Minderheidskabinet in historisch perspectief
Anders dan bijvoorbeeld Denemarken en Zweden kent ons land geen traditie van minderheidskabinetten. Voor zover ze er waren ging het lange tijd om overgangskabinetten, die vooral tot taak hadden nieuwe verkiezingen uit te schrijven. Uit die relatief geringe ervaring kunnen slechts beperkt conclusies worden getrokken. De ervaringen van de afgelopen tien jaar, waarin kabinetten vooral rekening moesten houden met het ontbreken van een meerderheid in de Eerste Kamer, zijn eigenlijk nuttiger.
Eerst iets over de geschiedenis van minderheidskabinetten. Pas sinds omstreeks 1880 was er een geleidelijke overgang van individueel opererende Kamerleden naar fracties (toen nog Kamerclubs geheten). Die waren echter veel minder homogeen dan tegenwoordig, waarbij er bij het stemgedrag een grote mate van vrijheid was. Kabinetten moesten dus, ook als er op papier een meerderheid was, tijdens de kabinetsperiode naar steun voor begrotingen en wetgeving zoeken. Het alom als succesvol beschouwde liberale kabinet-Pierson (1897-1901) steunde feitelijk slechts op 36 zetels (gematigde en vooruitstrevende liberalen). Daarnaast waren er conservatief-liberalen en radicalen, die 'links' (liberalen) samen een krappe meerderheid van 52 zetels (van de 100) gaven. Op steun van allen kon echter lang niet altijd worden gerekend. De bekende Leerplichtwet (1900) haalde het in de Tweede Kamer bijvoorbeeld dankzij steun van twee katholieken (Schaepman en Kolkman). Dat was in beperkte mate ook zo tijdens het liberale minderheidskabinet-De Meester, zij het dat dit kabinet al vrij snel ten val kwam over de defensiepolitiek. Spiegelbeeldig gaven liberalen en sociaaldemocraten de kabinetten-Kuyper (1901-1905) en -Heemskerk (1908-1913), die regeerden met 'gedoogsteun' van de christelijk-historischen, geregeld steun bij wetgeving.

VERMELDINGEN:
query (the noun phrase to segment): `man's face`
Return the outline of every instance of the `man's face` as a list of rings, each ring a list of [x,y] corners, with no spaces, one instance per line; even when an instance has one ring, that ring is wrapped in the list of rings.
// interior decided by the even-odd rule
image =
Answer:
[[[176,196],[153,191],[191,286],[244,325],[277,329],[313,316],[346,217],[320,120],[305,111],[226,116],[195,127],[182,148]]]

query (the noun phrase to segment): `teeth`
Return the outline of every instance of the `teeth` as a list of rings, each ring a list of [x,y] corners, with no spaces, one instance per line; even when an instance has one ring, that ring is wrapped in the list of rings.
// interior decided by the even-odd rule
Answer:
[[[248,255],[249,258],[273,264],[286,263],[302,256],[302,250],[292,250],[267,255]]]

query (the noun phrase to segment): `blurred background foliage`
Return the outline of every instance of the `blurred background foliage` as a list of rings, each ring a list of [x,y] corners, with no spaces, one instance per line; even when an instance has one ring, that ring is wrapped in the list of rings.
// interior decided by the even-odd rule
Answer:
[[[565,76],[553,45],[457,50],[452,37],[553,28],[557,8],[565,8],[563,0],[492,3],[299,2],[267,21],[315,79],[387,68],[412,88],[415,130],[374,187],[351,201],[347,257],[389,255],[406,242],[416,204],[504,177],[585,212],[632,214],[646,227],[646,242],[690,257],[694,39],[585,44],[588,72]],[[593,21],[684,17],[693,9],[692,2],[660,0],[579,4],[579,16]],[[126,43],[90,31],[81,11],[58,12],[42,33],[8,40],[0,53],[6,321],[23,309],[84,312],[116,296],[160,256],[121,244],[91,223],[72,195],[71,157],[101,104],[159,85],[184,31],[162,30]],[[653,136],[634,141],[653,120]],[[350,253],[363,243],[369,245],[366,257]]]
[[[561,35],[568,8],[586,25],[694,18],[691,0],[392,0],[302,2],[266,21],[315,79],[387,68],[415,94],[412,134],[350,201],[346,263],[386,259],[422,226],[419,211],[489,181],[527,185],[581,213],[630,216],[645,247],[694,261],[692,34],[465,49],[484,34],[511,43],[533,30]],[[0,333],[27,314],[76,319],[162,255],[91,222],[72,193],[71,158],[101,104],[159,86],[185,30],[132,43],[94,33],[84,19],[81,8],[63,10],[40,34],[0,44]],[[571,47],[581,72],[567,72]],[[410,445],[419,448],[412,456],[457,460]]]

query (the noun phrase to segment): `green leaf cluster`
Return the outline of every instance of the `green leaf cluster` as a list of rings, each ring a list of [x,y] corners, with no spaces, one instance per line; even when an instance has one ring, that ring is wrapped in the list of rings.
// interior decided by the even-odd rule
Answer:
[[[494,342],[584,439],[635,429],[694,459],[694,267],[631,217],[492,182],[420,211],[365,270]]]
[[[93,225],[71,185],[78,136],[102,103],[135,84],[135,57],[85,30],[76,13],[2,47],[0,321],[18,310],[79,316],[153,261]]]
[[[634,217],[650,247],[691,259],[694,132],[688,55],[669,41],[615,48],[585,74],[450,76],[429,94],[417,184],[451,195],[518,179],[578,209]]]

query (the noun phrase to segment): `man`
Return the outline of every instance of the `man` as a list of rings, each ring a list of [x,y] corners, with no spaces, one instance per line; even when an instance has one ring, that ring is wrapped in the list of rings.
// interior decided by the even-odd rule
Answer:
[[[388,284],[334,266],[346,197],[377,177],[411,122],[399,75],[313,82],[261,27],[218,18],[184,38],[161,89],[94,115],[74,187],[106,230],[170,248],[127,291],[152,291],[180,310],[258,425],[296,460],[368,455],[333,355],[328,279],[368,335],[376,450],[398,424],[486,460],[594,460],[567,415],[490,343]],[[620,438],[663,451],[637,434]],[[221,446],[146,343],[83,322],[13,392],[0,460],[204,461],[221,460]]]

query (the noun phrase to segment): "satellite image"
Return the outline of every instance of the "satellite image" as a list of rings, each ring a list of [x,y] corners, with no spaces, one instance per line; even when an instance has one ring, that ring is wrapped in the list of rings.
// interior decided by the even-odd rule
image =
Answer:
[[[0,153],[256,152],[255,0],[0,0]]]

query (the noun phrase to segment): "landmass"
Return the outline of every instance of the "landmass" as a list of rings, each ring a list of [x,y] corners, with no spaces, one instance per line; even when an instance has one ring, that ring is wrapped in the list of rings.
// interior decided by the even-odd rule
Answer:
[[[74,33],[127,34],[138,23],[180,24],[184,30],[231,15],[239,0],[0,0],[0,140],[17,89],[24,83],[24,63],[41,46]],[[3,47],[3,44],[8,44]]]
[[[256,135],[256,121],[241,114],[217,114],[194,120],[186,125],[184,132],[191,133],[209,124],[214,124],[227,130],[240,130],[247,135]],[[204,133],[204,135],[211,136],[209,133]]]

DOEL: Druk alsjeblieft uit de tekst over minderheidskabinetten ongewijzigd alles af van "Minderheidskabinet in historisch" tot en met "zijn eigenlijk nuttiger.". De lijst komt uit een andere bron dan de tekst over minderheidskabinetten.

UITWERKING:
Minderheidskabinet in historisch perspectief
Anders dan bijvoorbeeld Denemarken en Zweden kent ons land geen traditie van minderheidskabinetten. Voor zover ze er waren ging het lange tijd om overgangskabinetten, die vooral tot taak hadden nieuwe verkiezingen uit te schrijven. Uit die relatief geringe ervaring kunnen slechts beperkt conclusies worden getrokken. De ervaringen van de afgelopen tien jaar, waarin kabinetten vooral rekening moesten houden met het ontbreken van een meerderheid in de Eerste Kamer, zijn eigenlijk nuttiger.